=== What to do ===
Each line of the material that mentions the word "task" is to be copied.

════════════════

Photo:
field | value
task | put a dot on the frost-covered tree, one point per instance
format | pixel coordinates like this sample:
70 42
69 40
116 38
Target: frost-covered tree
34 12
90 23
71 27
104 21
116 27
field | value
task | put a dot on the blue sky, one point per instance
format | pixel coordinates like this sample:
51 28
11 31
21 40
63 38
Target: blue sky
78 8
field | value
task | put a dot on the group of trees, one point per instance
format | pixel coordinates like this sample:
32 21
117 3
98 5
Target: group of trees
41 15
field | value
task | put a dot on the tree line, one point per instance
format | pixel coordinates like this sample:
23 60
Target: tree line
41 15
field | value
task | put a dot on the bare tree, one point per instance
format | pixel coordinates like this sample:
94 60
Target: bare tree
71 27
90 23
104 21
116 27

════════════════

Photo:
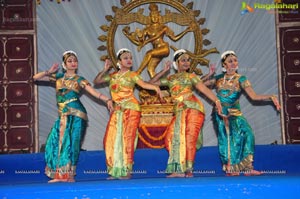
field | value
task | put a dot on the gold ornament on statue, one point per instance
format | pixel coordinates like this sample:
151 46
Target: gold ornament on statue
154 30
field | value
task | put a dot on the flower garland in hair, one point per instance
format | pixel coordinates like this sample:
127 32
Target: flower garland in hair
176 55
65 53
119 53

════════════════

=== Final answer ===
task | put a dot on the frost-covered tree, one point per instance
task | put a dot on the blue sky, one point per instance
task | put a dot on the group of trees, one point per instance
task | put a dot on the tree line, one point per instance
task | put a dot on the bare tree, one point per instance
task | put a dot on the gold ornament on statue, one point per instance
task | put a dot on the flower garland in hair, one point per instance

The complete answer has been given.